§ **Data for this task**
## begin
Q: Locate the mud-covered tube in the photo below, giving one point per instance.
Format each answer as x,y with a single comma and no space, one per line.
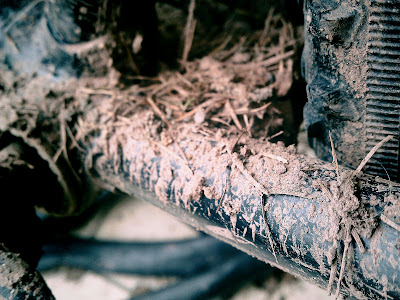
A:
227,204
157,259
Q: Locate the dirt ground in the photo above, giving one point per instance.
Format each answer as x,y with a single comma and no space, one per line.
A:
133,219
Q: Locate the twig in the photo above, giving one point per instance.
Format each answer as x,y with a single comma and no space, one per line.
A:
267,229
193,111
334,156
237,140
344,258
233,115
224,192
369,155
275,135
189,33
267,24
358,240
157,111
332,276
276,157
389,222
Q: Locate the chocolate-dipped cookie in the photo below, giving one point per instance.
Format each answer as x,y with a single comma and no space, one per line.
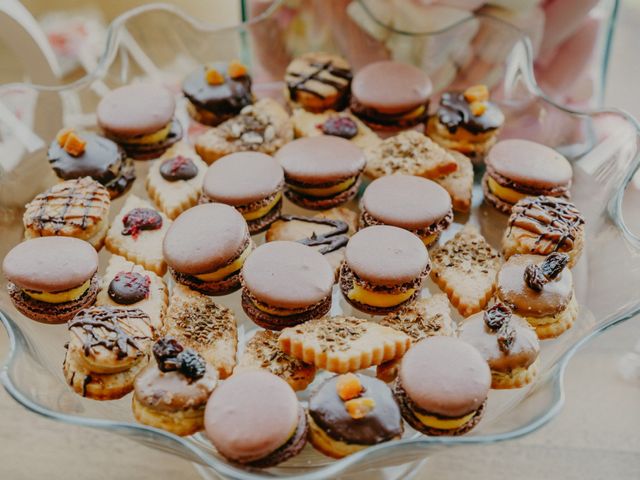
## end
§ **Given request**
Reproduce every one of the records above with "Locate" swapped for "Find" at each occurrence and nothing else altered. Leave out the pictures.

§ **Full response**
Q: Find the mud-covered tube in the photo below, giving one point per instance.
Format each answer as x,y with a single comma and no space, one per line.
A:
227,204
157,259
Q: Find the dirt ground in the photo above, giving one point per instance.
Format each answer as x,y with a single comma and no space, one per line.
A:
133,219
Q: Find the twig in the photo above, giving one point per instance.
Format each answer as x,y with a single comma and no space, one per line.
A:
267,229
193,111
334,156
237,140
344,258
233,115
224,192
369,155
275,135
189,33
267,24
358,240
157,111
332,276
276,157
389,222
Q: Find the chocolate-dipped cookie in the photo below, giving one point per instance.
Format each answer as x,y with a single comma and no space, one per line.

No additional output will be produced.